-- START PASSAGE SHOWN --
The SAS Output Delivery System and reporting techniques

Reading a RTF table into SAS data set without capturing footnotes in last OBS line

Reply
Super Contributor
Posts: 263

Reading a RTF table into SAS data set without capturing footnotes in last OBS line

Dear,

 

My RTF table look like this: I am using the the follwing Macro to convert the table into sas dataset. The ouput sas dataset contains the footnote in the last OBS. Please help where I need to modify in the code to remove the footnote in the last OBS of my output .
-- END PASSAGE SHOWN --
* [WORK INSTRUCTIONS] Copy the forum post about reading an RTF table into a SAS data set in full, reproducing every word and character unchanged. The lines that come next have nothing to do with this.
-- START GIVEN ENTRIES --
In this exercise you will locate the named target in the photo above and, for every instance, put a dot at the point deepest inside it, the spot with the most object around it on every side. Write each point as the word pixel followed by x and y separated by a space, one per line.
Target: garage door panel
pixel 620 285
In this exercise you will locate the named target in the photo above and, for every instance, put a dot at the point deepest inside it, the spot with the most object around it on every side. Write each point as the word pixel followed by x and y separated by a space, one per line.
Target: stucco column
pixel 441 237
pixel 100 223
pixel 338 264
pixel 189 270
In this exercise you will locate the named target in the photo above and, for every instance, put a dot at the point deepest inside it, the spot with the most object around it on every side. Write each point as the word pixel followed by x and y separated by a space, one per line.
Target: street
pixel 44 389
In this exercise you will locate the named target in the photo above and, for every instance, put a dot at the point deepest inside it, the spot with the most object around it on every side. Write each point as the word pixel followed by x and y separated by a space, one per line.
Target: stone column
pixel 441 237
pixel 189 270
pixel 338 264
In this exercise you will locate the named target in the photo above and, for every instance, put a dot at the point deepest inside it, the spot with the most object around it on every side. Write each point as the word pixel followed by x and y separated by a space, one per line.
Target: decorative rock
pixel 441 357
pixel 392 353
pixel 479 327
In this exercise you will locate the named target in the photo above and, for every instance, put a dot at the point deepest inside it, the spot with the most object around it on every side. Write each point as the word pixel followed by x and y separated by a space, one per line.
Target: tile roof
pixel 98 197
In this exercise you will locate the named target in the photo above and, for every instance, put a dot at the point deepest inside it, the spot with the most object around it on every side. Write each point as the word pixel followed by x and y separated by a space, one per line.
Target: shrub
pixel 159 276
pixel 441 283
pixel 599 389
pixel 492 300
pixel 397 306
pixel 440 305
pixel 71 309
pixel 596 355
-- END GIVEN ENTRIES --
* [RESPONSE]
The SAS Output Delivery System and reporting techniques

Reading a RTF table into SAS data set without capturing footnotes in last OBS line

Reply
Super Contributor
Posts: 263

Reading a RTF table into SAS data set without capturing footnotes in last OBS line

Dear,

 

My RTF table look like this: I am using the the follwing Macro to convert the table into sas dataset. The ouput sas dataset contains the footnote in the last OBS. Please help where I need to modify in the code to remove the footnote in the last OBS of my output .